◆ Task ◆
Lay out the data below as a two-column CSV with the header task,outlines, giving one row to each task's full wording and the outlines that answer it. Enclose every field in double quotes and turn any line breaks inside a field into spaces.

◆ Material supplied ◆
————

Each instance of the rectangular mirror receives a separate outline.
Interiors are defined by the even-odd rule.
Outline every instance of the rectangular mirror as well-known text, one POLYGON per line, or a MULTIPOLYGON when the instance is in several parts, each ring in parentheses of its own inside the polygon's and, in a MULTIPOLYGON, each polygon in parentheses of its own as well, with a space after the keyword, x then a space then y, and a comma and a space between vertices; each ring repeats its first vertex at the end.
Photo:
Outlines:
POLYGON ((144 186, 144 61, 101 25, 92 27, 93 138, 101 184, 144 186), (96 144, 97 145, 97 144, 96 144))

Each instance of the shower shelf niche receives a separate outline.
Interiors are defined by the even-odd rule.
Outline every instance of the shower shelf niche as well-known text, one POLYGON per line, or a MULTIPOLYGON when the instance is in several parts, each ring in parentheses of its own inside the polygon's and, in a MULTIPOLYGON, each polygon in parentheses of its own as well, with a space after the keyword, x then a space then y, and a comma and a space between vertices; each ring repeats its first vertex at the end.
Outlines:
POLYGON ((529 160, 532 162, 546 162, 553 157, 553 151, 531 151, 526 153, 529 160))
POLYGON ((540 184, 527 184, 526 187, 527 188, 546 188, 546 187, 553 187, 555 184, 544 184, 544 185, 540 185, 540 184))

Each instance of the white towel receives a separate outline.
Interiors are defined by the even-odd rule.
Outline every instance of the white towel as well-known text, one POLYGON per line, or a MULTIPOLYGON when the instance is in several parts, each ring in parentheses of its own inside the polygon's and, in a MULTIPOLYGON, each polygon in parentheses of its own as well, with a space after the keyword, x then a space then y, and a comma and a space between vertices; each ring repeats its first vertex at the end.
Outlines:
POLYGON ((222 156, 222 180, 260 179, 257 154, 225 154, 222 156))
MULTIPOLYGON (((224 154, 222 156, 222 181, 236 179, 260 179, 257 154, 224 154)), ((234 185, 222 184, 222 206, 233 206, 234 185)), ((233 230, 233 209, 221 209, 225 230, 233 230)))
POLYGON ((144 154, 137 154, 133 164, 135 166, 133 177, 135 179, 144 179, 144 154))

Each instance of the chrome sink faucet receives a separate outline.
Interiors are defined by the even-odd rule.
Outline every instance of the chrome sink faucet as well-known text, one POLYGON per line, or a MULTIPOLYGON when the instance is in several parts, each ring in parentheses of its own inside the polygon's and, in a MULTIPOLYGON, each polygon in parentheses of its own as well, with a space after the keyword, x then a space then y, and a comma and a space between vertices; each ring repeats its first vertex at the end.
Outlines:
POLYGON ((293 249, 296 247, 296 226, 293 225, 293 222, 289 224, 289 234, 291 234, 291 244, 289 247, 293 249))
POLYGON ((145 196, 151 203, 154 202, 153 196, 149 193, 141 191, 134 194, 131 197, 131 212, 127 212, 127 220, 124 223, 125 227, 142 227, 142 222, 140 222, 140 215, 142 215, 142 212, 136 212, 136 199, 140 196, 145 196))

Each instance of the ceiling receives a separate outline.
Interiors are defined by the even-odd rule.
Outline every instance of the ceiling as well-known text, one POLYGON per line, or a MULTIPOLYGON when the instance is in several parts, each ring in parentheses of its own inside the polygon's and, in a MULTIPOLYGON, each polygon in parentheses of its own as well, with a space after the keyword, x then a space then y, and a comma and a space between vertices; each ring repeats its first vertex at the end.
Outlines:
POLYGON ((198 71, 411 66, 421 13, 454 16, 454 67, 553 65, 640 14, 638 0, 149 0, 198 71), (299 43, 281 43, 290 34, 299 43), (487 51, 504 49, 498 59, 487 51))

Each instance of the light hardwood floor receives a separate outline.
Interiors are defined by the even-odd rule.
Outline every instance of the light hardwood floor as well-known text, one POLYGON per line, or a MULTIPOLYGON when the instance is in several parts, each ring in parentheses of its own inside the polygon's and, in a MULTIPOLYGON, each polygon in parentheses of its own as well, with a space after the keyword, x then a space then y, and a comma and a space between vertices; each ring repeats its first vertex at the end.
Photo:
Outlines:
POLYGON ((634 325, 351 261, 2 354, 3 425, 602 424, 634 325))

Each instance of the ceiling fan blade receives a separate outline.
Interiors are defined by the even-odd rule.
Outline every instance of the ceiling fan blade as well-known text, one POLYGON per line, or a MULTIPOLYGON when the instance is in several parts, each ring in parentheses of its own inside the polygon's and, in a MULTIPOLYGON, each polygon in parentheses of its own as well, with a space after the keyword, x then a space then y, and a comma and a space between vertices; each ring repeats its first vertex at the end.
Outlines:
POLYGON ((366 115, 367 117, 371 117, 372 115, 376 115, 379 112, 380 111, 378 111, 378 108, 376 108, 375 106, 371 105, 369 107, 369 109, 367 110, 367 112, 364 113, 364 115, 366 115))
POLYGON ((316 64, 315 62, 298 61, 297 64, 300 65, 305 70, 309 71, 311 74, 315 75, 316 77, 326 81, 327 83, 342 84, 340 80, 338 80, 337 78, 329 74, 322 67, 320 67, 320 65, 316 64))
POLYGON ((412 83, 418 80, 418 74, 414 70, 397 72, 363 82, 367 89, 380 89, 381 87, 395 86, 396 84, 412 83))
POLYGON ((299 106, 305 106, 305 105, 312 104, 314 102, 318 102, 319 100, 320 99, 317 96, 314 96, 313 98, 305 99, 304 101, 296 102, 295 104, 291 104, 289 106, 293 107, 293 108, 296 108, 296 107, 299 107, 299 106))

————

◆ Result of the exercise ◆
task,outlines
"Each instance of the rectangular mirror receives a separate outline. Interiors are defined by the even-odd rule. Outline every instance of the rectangular mirror as well-known text, one POLYGON per line, or a MULTIPOLYGON when the instance is in several parts, each ring in parentheses of its own inside the polygon's and, in a MULTIPOLYGON, each polygon in parentheses of its own as well, with a space after the keyword, x then a space then y, and a comma and a space between vertices; each ring repeats its first vertex at the end. Photo: Outlines:","POLYGON ((144 186, 144 61, 101 25, 92 27, 93 138, 101 184, 144 186), (96 144, 97 145, 97 144, 96 144))"
"Each instance of the shower shelf niche receives a separate outline. Interiors are defined by the even-odd rule. Outline every instance of the shower shelf niche as well-known text, one POLYGON per line, or a MULTIPOLYGON when the instance is in several parts, each ring in parentheses of its own inside the polygon's and, in a MULTIPOLYGON, each polygon in parentheses of its own as well, with a space after the keyword, x then a space then y, and a comma and a space between vertices; each ring repeats its first vertex at the end. Outlines:","POLYGON ((529 160, 532 162, 546 162, 553 157, 553 151, 531 151, 526 153, 529 160)) POLYGON ((540 184, 527 184, 526 187, 527 188, 546 188, 546 187, 553 187, 555 184, 544 184, 544 185, 540 185, 540 184))"
"Each instance of the white towel receives a separate outline. Interiors are defined by the even-odd rule. Outline every instance of the white towel as well-known text, one POLYGON per line, or a MULTIPOLYGON when the instance is in several parts, each ring in parentheses of its own inside the polygon's and, in a MULTIPOLYGON, each polygon in parentheses of its own as well, with a space after the keyword, x then a space then y, and a comma and a space between vertices; each ring repeats its first vertex at the end. Outlines:","POLYGON ((222 156, 222 180, 260 179, 257 154, 225 154, 222 156)) MULTIPOLYGON (((224 154, 222 156, 222 181, 236 179, 260 179, 257 154, 224 154)), ((234 185, 222 184, 222 206, 233 206, 234 185)), ((233 230, 233 209, 221 209, 225 230, 233 230))) POLYGON ((144 154, 137 154, 133 164, 135 166, 133 177, 135 179, 144 179, 144 154))"
"Each instance of the chrome sink faucet receives a separate outline. Interiors are defined by the even-odd rule. Outline every instance of the chrome sink faucet as well-known text, one POLYGON per line, or a MULTIPOLYGON when the instance is in several parts, each ring in parentheses of its own inside the polygon's and, in a MULTIPOLYGON, each polygon in parentheses of its own as well, with a space after the keyword, x then a space then y, and a comma and a space between vertices; each ring repeats its first vertex at the end. Outlines:","POLYGON ((293 249, 296 247, 296 226, 293 225, 293 222, 289 224, 289 234, 291 234, 291 244, 289 247, 293 249)) POLYGON ((145 196, 151 203, 154 202, 153 196, 149 193, 141 191, 134 194, 131 197, 131 212, 127 212, 127 220, 124 223, 125 227, 142 227, 142 222, 140 222, 140 215, 142 215, 142 212, 136 212, 136 199, 140 196, 145 196))"
"Each instance of the ceiling receives a separate outline. Interiors are defined by the even-odd rule. Outline every instance of the ceiling as well-known text, one POLYGON per line, or a MULTIPOLYGON when the instance is in several parts, each ring in parentheses of its own inside the polygon's and, in a MULTIPOLYGON, each polygon in parentheses of its own as well, with a space after the keyword, x then a space then y, and a comma and a space between vertices; each ring repeats its first vertex at the end. Outlines:","POLYGON ((198 71, 411 66, 421 13, 454 16, 454 67, 553 65, 640 14, 638 0, 149 0, 198 71), (299 43, 281 43, 290 34, 299 43), (487 51, 504 49, 498 59, 487 51))"
"Each instance of the light hardwood floor receives a separate outline. Interiors are defined by the even-odd rule. Outline every instance of the light hardwood floor as well-known text, one POLYGON per line, or a MULTIPOLYGON when the instance is in several parts, each ring in parentheses of its own inside the polygon's and, in a MULTIPOLYGON, each polygon in parentheses of its own as well, with a space after the keyword, x then a space then y, and a comma and a space between vertices; each ring repeats its first vertex at the end. Photo: Outlines:","POLYGON ((634 325, 351 261, 2 354, 3 425, 602 424, 634 325))"
"Each instance of the ceiling fan blade receives a separate outline. Interiors are defined by the even-odd rule. Outline every instance of the ceiling fan blade as well-known text, one POLYGON per line, or a MULTIPOLYGON when the instance is in several parts, each ring in parentheses of its own inside the polygon's and, in a MULTIPOLYGON, each polygon in parentheses of its own as well, with a space after the keyword, x then a space then y, and a comma and a space between vertices; each ring repeats its first vertex at the end. Outlines:","POLYGON ((366 115, 367 117, 371 117, 372 115, 376 115, 379 112, 380 111, 378 111, 378 108, 376 108, 375 106, 371 105, 369 107, 369 109, 367 110, 367 112, 364 113, 364 115, 366 115)) POLYGON ((316 64, 315 62, 298 61, 297 64, 300 65, 305 70, 309 71, 311 74, 315 75, 316 77, 326 81, 327 83, 342 84, 340 80, 338 80, 337 78, 329 74, 322 67, 320 67, 320 65, 316 64)) POLYGON ((412 83, 418 80, 418 74, 414 70, 397 72, 363 82, 367 89, 380 89, 381 87, 395 86, 396 84, 412 83)) POLYGON ((299 106, 305 106, 305 105, 312 104, 314 102, 318 102, 319 100, 320 99, 317 96, 314 96, 313 98, 305 99, 304 101, 296 102, 295 104, 291 104, 289 106, 293 107, 293 108, 296 108, 296 107, 299 107, 299 106))"